● **WHAT IS ASKED**
From the battery discussion below, reproduce word for word the passage starting at "And no, I’m" and ending at "thought before: Brownout.".

● **PAGE EXTRACT**
As to low state of charge shut down, that happens instantly with lithium batteries at about 20% state of charge and is done by the BMS to protect the battery from destroying itself typically before low voltage warnings in gear like autopilots will activate. Matt Marsh, AAC engineering correspond explains that here: https://www.morganscloud.com/2014/01/26/lithium-ion-batteries/
On the other hand, with lead acid low voltage warns us of the problem before the gear shuts down, more on that in the next article.
And no, I’m not saying lead acid is “better” just different, but we do have to take these differences into account to make the transition to lithium safely.
Hello Alan and John,
I noticed the same thing, Scenario 1 doesn’t necessary play out that way because alternator stays connected and there could be enough load to mitigate the load dump spike. Or not. But it doesn’t really matter on the big picture, BMS cutoffs can, and will play tricks if we do not plan ahead, so example is valid anyway.
Also, scenario 2 brings out one thing that I haven’t thought before: Brownout.
In daytime, when it’s shiny and PV tops up the bank and BMS disconnects, and if right after that it gets cloudy, now the PV alone cannot feed needed 18 amps to autopilot, fridge and laptop. There will be a voltage drop, ie. a “Brownout”.

● **SOURCE MATERIAL**
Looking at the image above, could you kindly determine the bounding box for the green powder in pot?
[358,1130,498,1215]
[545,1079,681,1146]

● **RESULT OF THIS TASK**
And no, I’m not saying lead acid is “better” just different, but we do have to take these differences into account to make the transition to lithium safely.
Hello Alan and John,
I noticed the same thing, Scenario 1 doesn’t necessary play out that way because alternator stays connected and there could be enough load to mitigate the load dump spike. Or not. But it doesn’t really matter on the big picture, BMS cutoffs can, and will play tricks if we do not plan ahead, so example is valid anyway.
Also, scenario 2 brings out one thing that I haven’t thought before: Brownout.